→ **JOB A**
Answer these questions from the Surfside fishing thread below, one answer per line, marked (i), (ii), (iii):
(i) At which access point did the first poster start out?
(ii) How many fish did the first poster keep?
(iii) Which poster wrote "Atta boy! Nice!!"?
→ **JOB B**
Repeat word for word the part of the Surfside fishing thread running from "# Finally fishing" down to "there as well.".
→ **JOB C**
Carry on the Surfside fishing thread from its last line.

→ **SUPPLIED PASSAGE**
++++++

# Finally fishing at Surfside



## fish cleaner (Jun 26, 2008)

Started out at access 4 and got the heck beat out of me for a quick 5 keepers, all on plastic shown tied on, and they shut off around 7. Headed down to the octagon to find much calmer waters but the fish had quit biting there as well.
Had already fileted one up before I snapped to take pictures. Kept 5. So glad the surfs getting fishable and the trout are there finally. It's been a long winter without a trout wade fix. Gonna hit it again with my brother and nephews in the morning. Tight lines all.

Sent from my LGLS770 using Tapatalk


----------



## bbgarcia (Mar 23, 2008)

Atta boy! Nice!! Good news about the surf turning on. Hope to be able to hit it soon.


----------



## steve holchak (May 18, 2012)

Wher'ed you plug in the mister Twister?


----------



## fish cleaner (Jun 26, 2008)

++++++

→ **PROVIDED MATERIAL**

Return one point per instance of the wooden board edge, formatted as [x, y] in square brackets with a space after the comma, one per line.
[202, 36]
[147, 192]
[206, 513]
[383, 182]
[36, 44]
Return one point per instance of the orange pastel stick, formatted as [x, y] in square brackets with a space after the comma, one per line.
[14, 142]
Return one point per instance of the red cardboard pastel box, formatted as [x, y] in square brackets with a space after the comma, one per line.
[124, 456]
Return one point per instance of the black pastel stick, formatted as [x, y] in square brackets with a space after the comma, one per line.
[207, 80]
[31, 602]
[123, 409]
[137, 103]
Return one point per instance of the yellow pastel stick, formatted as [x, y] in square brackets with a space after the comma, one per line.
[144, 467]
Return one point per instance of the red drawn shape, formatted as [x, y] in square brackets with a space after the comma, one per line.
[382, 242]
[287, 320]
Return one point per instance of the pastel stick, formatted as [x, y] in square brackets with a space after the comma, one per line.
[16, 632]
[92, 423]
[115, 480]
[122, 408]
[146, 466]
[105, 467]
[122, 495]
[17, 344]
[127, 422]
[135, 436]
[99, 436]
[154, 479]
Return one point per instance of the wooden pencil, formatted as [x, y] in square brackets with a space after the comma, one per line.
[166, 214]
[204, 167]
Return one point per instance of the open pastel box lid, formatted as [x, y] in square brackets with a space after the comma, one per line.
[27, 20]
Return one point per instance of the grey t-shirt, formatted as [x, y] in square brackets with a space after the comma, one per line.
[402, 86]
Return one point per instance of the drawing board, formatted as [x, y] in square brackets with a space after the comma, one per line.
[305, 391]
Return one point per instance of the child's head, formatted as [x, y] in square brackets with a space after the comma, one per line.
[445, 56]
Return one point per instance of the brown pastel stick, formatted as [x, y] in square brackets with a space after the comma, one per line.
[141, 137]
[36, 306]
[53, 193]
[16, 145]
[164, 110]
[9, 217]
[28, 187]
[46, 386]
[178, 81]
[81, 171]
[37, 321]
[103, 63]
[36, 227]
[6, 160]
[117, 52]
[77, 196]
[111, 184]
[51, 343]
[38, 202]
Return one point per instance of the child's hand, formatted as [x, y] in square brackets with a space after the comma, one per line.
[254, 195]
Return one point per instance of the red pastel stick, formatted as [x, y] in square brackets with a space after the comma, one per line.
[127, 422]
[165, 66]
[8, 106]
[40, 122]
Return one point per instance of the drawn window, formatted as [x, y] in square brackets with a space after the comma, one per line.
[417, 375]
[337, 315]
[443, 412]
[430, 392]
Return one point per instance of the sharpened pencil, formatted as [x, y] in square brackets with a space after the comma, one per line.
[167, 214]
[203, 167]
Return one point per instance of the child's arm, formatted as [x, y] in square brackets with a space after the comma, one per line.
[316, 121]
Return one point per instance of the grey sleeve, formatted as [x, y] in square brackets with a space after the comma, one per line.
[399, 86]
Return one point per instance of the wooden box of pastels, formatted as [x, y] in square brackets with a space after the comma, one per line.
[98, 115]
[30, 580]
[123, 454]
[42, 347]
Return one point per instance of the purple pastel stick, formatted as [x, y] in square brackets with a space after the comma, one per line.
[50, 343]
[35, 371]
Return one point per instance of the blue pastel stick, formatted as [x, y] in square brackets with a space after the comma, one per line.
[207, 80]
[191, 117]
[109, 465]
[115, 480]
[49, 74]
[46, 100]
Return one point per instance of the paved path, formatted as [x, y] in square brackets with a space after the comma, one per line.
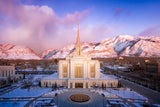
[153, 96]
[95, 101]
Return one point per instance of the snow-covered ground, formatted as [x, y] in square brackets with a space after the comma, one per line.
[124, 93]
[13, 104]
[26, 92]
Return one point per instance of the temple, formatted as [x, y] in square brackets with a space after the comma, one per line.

++++++

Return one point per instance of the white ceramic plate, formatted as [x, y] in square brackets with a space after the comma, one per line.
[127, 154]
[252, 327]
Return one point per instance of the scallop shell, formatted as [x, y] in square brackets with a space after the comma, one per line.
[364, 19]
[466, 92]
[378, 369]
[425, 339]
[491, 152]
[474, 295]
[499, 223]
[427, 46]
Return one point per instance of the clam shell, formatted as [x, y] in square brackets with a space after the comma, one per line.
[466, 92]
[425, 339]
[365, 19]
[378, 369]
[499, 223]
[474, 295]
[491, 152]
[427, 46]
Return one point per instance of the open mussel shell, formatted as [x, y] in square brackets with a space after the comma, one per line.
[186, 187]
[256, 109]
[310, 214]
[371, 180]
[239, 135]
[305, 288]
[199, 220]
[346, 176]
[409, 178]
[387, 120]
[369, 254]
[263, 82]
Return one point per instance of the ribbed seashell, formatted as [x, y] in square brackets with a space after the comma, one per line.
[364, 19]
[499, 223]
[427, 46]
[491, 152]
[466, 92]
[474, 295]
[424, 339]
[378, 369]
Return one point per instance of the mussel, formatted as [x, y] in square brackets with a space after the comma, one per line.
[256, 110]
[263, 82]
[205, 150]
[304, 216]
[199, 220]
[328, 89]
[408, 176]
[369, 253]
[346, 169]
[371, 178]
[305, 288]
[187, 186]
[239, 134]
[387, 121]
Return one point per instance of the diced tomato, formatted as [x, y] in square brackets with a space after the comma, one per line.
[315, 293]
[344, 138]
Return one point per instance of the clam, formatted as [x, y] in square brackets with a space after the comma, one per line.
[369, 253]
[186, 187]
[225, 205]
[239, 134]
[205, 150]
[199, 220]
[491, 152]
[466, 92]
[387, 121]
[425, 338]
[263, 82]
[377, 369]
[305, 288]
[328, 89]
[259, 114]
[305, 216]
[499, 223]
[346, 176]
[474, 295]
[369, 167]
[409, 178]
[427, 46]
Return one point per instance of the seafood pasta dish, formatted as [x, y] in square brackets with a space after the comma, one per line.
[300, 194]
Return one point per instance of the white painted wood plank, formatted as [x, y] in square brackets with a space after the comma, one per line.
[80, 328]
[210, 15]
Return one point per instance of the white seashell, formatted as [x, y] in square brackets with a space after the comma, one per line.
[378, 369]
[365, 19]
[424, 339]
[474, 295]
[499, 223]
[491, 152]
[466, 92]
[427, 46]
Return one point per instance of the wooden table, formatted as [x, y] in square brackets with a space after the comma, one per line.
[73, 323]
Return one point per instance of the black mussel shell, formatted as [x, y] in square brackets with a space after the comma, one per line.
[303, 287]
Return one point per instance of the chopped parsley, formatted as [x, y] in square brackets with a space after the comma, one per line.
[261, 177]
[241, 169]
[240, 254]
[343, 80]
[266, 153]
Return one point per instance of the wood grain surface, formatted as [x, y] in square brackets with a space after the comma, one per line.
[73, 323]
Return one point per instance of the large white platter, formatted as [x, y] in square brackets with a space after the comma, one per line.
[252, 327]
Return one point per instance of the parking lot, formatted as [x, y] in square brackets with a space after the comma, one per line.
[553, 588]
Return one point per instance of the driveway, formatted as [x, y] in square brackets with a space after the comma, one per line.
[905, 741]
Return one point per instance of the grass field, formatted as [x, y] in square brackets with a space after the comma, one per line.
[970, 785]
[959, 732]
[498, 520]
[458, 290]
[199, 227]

++++++

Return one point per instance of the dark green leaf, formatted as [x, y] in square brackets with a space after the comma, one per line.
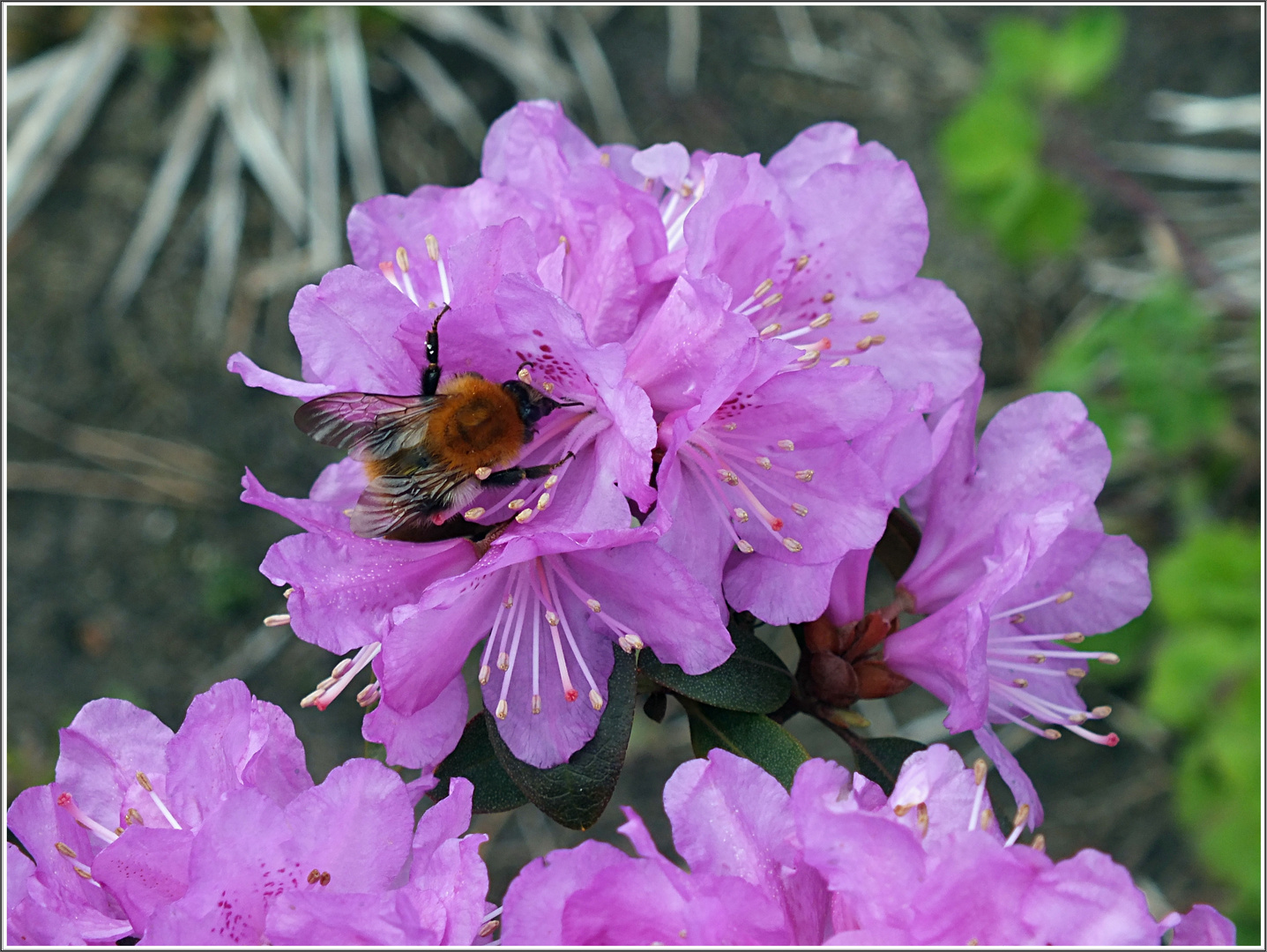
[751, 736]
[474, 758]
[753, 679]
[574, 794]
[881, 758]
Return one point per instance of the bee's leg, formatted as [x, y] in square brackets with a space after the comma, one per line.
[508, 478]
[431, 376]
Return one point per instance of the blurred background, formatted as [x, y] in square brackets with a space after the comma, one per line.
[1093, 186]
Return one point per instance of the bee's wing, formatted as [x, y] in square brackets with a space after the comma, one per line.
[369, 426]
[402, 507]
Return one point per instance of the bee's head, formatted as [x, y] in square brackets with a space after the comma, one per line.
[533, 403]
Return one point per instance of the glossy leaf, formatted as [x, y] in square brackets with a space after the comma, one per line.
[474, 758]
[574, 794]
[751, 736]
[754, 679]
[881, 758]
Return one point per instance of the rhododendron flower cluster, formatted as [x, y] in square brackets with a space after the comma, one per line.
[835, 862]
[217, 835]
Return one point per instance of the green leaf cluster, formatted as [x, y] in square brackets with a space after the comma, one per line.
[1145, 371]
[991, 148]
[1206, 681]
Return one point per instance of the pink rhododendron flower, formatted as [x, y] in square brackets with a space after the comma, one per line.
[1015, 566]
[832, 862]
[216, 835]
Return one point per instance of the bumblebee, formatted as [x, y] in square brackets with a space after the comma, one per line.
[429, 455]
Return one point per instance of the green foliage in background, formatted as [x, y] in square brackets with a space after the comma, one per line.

++++++

→ **RESULT A**
(i) Access 4
(ii) 5
(iii) bbgarcia

→ **RESULT B**
# Finally fishing at Surfside



## fish cleaner (Jun 26, 2008)

Started out at access 4 and got the heck beat out of me for a quick 5 keepers, all on plastic shown tied on, and they shut off around 7. Headed down to the octagon to find much calmer waters but the fish had quit biting there as well.

→ **RESULT C**
Buccees I think. If not it was at Academy in Lake Jackson.

Sent from my LGLS770 using Tapatalk


----------



## fish cleaner (Jun 26, 2008)

steve holchak said:


> Wher'ed you plug in the mister Twister?


Are you talking about my Piranha Electric Knife? If so, I plugged it up in my driveway.

Sent from my LGLS770 using Tapatalk


----------



## steve holchak (May 18, 2012)

fish cleaner said:


> Are you talking about my Piranha Electric Knife? If so, I plugged it up in my driveway.
> 
> Sent from my LGLS770 using Tapatalk


I have the saltwater version its blue I love it. All I could see was your tailgate thought maybe it was a 12 volt. Nice fish!


----------



## dbarham (Aug 13, 2005)

Bad *** ol rod


----------



## DANO (May 23, 2005)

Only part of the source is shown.